* Begin *

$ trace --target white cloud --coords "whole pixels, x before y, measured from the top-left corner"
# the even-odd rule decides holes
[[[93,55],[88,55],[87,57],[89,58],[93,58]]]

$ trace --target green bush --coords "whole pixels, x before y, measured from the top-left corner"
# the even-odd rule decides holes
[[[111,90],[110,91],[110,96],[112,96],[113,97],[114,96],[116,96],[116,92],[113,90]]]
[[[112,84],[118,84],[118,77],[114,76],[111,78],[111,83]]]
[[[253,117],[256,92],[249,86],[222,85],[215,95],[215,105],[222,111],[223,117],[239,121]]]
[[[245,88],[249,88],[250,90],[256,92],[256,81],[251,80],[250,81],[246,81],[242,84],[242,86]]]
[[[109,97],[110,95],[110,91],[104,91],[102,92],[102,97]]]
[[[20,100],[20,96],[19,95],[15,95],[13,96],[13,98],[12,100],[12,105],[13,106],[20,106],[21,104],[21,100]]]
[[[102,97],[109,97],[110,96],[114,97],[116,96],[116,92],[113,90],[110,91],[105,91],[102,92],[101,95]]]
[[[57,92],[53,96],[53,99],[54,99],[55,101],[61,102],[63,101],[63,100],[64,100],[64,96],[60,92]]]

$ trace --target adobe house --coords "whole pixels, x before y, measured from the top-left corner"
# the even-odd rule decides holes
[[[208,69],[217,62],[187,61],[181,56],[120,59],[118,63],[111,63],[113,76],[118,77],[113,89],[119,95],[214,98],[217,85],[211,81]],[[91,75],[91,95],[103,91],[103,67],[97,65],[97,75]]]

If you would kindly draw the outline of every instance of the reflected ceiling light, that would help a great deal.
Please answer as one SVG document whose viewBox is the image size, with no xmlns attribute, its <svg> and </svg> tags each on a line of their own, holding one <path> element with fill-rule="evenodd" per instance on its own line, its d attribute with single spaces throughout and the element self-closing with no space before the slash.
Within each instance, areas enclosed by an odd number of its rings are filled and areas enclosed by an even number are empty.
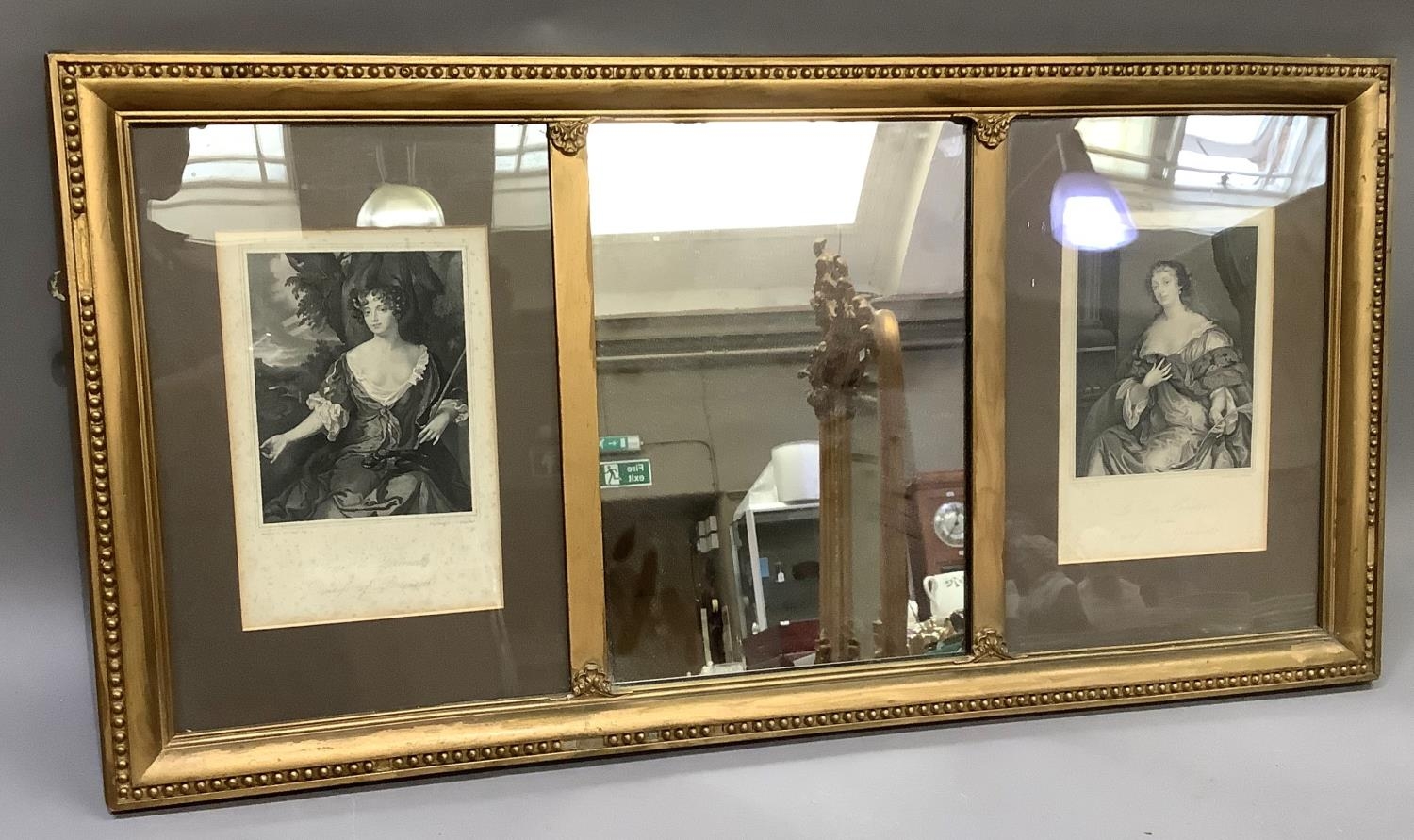
<svg viewBox="0 0 1414 840">
<path fill-rule="evenodd" d="M 407 184 L 389 184 L 387 168 L 383 165 L 383 147 L 378 151 L 378 174 L 383 181 L 363 201 L 358 211 L 359 228 L 443 228 L 447 216 L 441 204 L 421 187 L 413 185 L 416 163 L 414 147 L 407 147 Z"/>
<path fill-rule="evenodd" d="M 1075 129 L 1056 134 L 1062 174 L 1051 191 L 1051 235 L 1076 250 L 1114 250 L 1134 242 L 1128 204 L 1097 174 Z"/>
<path fill-rule="evenodd" d="M 421 187 L 379 184 L 358 211 L 359 228 L 441 228 L 441 205 Z"/>
<path fill-rule="evenodd" d="M 595 235 L 853 225 L 877 123 L 590 126 Z"/>
</svg>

* End *

Turn all the items above into a JSON list of strings, one string per line, with blank lines dropped and the pictures left out.

[
  "$ trace --target white cloud --coords \"whole pixels, x before y, measured from the top-left corner\"",
  "# the even-odd rule decides holes",
  "[[[93,55],[88,55],[87,57],[89,58],[93,58]]]",
  "$ trace --target green bush --coords \"whole pixels, x before y, measured from the top-left corner\"",
  "# the even-odd rule decides holes",
  "[[[111,90],[110,91],[110,96],[112,96],[113,97],[114,96],[116,96],[116,92],[113,90]]]",
  "[[[112,84],[118,84],[118,77],[114,76],[111,78],[111,83]]]",
  "[[[253,117],[256,92],[249,86],[222,85],[215,95],[215,105],[222,111],[223,117],[239,121]]]",
  "[[[245,88],[249,88],[250,90],[256,92],[256,81],[251,80],[250,81],[246,81],[242,84],[242,86]]]",
  "[[[109,97],[110,95],[110,91],[104,91],[102,92],[102,97]]]",
  "[[[20,100],[20,96],[19,95],[15,95],[13,96],[13,98],[12,100],[12,105],[13,106],[20,106],[21,104],[21,100]]]",
  "[[[102,97],[109,97],[110,96],[114,97],[116,96],[116,92],[113,90],[110,91],[105,91],[102,92],[101,95]]]",
  "[[[57,92],[53,96],[53,99],[54,99],[55,101],[61,102],[63,101],[63,100],[64,100],[64,96],[60,92]]]",
  "$ trace --target adobe house --coords \"whole pixels, x before y, measured from the top-left corner\"",
  "# the even-odd rule decides holes",
  "[[[208,69],[217,62],[187,61],[181,56],[120,59],[118,63],[111,63],[113,76],[118,77],[113,89],[119,95],[214,98],[217,85],[211,81]],[[91,75],[91,95],[103,91],[103,67],[97,65],[97,75]]]",
  "If you would kindly draw the outline of every instance of the reflected ceiling light, that would help a great deal.",
  "Please answer as one SVG document whose viewBox is the image size, with no xmlns attribute, its <svg> and </svg> tags each on a line of their own, holding one <path> element with fill-rule=\"evenodd\" per instance on its own line, its d attribute with single spaces throughout and the element self-closing with no space before the slash.",
  "Within each instance, areas enclosed by an odd number of its rings are filled and areas enclosed by an even number are empty.",
  "<svg viewBox=\"0 0 1414 840\">",
  "<path fill-rule=\"evenodd\" d=\"M 407 184 L 389 184 L 387 168 L 383 165 L 383 147 L 378 151 L 378 174 L 383 181 L 363 201 L 358 211 L 359 228 L 443 228 L 447 216 L 441 204 L 421 187 L 413 185 L 416 163 L 414 147 L 407 147 Z\"/>",
  "<path fill-rule=\"evenodd\" d=\"M 1075 129 L 1056 134 L 1062 174 L 1051 191 L 1051 235 L 1076 250 L 1114 250 L 1134 242 L 1128 204 L 1097 174 Z\"/>",
  "<path fill-rule=\"evenodd\" d=\"M 421 187 L 379 184 L 358 211 L 359 228 L 441 228 L 441 205 Z\"/>",
  "<path fill-rule=\"evenodd\" d=\"M 595 235 L 853 225 L 877 123 L 590 126 Z\"/>",
  "</svg>"
]